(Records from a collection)
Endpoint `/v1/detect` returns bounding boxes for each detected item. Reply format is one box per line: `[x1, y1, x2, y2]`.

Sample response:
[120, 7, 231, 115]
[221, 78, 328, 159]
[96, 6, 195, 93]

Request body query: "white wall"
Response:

» **DO THIS**:
Please transcribe all of the records above line for line, changing nothing.

» **WORKED SOLUTION**:
Endpoint `/v1/detect` returns bounding boxes for each detected item. Reply format is one box per line: `[x1, y1, x2, y2]`.

Sample response:
[120, 7, 231, 115]
[221, 78, 328, 159]
[96, 6, 195, 93]

Request body query: "white wall"
Response:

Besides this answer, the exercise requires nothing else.